[Pointing dataset excerpts]
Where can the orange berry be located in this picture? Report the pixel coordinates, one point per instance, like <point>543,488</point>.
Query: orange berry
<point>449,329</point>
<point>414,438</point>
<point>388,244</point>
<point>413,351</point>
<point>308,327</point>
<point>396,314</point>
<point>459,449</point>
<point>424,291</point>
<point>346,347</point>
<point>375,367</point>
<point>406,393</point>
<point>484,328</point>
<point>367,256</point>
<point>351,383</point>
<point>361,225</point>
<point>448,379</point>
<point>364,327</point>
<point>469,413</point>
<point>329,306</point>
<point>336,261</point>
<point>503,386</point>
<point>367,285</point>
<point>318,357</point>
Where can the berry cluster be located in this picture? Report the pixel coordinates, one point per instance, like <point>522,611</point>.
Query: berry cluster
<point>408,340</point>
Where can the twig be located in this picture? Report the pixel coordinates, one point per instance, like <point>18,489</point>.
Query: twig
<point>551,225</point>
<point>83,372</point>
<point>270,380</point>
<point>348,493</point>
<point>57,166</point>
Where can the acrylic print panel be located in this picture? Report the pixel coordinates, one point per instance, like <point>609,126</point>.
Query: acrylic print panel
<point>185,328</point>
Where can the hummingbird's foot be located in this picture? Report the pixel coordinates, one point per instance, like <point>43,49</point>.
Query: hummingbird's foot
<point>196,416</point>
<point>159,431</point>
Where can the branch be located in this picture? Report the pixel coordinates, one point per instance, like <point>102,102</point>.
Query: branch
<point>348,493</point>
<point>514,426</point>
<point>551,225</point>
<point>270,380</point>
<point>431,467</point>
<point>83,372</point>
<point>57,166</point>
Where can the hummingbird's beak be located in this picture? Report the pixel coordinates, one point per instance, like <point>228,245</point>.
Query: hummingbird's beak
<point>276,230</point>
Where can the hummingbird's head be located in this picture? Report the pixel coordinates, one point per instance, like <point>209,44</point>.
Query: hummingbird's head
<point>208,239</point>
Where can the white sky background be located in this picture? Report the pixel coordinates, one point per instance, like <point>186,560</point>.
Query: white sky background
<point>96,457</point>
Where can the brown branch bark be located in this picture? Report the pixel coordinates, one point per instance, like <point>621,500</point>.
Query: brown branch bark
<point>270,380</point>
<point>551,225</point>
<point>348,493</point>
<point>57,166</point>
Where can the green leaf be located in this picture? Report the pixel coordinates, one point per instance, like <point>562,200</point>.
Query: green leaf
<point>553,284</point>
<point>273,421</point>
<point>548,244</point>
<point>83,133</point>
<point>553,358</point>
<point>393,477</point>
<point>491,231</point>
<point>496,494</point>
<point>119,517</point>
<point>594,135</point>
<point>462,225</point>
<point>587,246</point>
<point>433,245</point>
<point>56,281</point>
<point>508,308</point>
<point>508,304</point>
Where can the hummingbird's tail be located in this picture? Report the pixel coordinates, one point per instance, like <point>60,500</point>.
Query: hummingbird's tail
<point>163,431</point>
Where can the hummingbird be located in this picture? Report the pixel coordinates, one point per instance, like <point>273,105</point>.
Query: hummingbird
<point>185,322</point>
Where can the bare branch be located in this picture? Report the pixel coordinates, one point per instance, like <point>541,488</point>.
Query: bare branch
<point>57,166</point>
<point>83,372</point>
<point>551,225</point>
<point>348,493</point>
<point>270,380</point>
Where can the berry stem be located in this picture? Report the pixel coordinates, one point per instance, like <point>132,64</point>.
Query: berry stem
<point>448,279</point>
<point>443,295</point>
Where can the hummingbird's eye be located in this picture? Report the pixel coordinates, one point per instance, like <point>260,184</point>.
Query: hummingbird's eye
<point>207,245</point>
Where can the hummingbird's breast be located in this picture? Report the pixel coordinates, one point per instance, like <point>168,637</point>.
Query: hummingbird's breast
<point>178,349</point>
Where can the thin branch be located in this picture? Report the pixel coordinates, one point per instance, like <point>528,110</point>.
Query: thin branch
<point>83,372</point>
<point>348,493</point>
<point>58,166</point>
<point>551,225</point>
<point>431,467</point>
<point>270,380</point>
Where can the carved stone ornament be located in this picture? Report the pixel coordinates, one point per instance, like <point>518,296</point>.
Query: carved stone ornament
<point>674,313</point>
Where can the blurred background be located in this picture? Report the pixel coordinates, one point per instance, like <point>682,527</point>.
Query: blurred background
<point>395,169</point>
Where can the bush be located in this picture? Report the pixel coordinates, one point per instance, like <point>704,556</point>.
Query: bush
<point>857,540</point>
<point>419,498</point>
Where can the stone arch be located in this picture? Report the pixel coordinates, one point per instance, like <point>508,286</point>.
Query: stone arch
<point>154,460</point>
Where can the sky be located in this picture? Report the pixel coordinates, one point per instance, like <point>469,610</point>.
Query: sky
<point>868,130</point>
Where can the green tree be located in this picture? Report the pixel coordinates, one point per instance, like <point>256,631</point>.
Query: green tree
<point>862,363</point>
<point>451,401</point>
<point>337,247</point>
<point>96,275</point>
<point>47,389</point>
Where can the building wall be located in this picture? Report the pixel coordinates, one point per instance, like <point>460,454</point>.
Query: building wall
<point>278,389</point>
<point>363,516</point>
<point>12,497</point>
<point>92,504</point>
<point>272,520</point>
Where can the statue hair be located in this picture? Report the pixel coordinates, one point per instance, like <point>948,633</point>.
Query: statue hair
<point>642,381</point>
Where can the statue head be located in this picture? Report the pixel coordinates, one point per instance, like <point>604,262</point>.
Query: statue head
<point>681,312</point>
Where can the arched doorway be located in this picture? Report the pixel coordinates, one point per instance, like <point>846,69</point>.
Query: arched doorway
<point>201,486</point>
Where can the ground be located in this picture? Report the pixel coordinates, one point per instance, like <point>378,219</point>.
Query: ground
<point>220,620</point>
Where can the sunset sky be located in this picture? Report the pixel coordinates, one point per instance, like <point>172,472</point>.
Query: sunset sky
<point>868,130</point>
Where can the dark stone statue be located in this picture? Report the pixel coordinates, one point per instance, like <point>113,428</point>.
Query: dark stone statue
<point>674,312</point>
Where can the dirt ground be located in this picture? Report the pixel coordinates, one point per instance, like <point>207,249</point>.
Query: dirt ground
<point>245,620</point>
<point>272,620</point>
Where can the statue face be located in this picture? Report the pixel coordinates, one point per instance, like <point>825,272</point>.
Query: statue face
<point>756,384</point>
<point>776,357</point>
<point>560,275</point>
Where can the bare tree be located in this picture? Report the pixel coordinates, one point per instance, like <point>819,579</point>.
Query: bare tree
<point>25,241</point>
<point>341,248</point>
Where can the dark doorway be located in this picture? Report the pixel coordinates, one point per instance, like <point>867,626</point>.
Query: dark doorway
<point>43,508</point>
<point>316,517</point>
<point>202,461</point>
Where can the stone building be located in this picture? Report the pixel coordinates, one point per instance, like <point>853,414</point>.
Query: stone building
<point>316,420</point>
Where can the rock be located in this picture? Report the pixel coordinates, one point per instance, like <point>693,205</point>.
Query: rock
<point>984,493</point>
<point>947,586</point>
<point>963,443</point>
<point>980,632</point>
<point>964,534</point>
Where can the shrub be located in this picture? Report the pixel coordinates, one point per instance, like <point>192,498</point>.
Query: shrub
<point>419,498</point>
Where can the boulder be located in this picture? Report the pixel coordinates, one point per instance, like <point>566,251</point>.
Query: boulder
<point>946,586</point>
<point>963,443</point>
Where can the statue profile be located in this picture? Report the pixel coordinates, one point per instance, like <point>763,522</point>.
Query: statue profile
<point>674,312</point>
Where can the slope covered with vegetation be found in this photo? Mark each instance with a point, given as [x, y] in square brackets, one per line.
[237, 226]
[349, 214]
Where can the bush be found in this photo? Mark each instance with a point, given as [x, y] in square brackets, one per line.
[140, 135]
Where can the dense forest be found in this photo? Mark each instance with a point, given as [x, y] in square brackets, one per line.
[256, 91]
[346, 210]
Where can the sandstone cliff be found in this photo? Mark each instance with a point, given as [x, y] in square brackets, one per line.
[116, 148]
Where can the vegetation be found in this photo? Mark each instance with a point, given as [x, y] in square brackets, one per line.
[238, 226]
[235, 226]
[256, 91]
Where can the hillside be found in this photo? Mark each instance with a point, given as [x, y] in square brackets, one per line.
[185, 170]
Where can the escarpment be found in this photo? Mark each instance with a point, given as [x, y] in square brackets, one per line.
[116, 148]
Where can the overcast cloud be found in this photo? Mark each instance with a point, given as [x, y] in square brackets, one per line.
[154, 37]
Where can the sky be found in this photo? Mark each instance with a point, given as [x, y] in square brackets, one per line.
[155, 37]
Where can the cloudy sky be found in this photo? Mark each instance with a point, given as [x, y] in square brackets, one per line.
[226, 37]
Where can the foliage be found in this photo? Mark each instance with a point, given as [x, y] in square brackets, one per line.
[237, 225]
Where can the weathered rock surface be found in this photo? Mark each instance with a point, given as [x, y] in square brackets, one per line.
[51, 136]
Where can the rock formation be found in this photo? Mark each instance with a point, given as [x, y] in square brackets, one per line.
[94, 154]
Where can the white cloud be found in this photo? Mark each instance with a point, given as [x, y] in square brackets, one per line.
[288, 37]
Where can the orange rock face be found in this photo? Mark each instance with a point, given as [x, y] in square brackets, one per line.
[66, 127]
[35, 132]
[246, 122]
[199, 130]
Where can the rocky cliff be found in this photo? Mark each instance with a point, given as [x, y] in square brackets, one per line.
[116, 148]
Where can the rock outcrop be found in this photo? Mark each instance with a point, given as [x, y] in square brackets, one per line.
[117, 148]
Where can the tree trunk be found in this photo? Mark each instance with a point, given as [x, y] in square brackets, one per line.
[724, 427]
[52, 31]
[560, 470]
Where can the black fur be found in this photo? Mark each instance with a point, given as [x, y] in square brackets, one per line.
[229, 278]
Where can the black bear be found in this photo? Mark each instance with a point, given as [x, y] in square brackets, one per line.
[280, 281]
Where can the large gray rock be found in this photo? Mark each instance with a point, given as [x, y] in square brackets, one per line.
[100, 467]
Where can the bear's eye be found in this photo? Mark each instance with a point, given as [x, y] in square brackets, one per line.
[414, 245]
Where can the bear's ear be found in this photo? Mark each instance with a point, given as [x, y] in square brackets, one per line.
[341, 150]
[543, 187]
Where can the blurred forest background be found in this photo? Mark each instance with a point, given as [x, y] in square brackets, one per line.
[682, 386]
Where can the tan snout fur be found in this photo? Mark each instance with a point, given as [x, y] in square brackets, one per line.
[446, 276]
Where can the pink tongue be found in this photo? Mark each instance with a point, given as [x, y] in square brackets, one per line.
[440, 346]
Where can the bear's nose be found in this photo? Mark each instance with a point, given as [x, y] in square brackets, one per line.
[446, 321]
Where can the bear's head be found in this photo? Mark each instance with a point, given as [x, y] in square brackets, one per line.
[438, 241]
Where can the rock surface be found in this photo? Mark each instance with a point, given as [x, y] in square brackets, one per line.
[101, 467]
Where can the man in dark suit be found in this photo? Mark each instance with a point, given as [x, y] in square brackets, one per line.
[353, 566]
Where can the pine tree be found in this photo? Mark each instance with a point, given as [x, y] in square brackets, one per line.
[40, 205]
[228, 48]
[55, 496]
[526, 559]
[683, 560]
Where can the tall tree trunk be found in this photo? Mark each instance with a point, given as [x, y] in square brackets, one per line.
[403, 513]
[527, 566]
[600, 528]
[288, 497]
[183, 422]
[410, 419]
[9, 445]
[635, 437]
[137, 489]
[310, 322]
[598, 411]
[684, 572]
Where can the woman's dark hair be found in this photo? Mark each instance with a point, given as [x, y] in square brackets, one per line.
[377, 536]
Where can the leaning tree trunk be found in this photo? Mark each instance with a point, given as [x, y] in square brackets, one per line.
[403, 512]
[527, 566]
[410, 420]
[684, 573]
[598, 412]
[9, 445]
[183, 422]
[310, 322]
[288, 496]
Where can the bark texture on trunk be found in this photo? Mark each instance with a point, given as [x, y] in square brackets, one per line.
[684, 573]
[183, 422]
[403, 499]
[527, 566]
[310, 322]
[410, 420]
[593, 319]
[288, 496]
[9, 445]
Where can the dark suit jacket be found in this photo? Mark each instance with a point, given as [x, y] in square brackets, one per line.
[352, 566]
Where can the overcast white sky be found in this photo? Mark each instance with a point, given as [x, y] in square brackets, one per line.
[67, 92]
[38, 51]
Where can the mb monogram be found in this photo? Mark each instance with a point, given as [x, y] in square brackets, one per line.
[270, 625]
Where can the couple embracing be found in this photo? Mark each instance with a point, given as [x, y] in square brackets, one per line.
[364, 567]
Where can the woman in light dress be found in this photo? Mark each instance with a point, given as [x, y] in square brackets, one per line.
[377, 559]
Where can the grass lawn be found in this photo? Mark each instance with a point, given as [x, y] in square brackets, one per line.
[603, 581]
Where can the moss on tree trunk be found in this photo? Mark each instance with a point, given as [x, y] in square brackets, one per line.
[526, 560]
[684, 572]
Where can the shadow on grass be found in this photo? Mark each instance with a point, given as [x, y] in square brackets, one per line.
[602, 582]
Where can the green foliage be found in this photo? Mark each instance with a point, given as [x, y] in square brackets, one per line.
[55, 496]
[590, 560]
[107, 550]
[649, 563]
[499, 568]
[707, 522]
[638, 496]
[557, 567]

■ The problem ■
Rename "berry stem" to "fruit stalk" throughout the rows starting at the line containing "Where can the berry stem" and ending at the line containing "<point>443,295</point>", and return only those lines, otherwise unchanged.

■ Result of the exercise ■
Where can the fruit stalk be located in this picture? Report the pixel coordinates, one point per instance, like <point>132,64</point>.
Query: fruit stalk
<point>448,279</point>
<point>443,295</point>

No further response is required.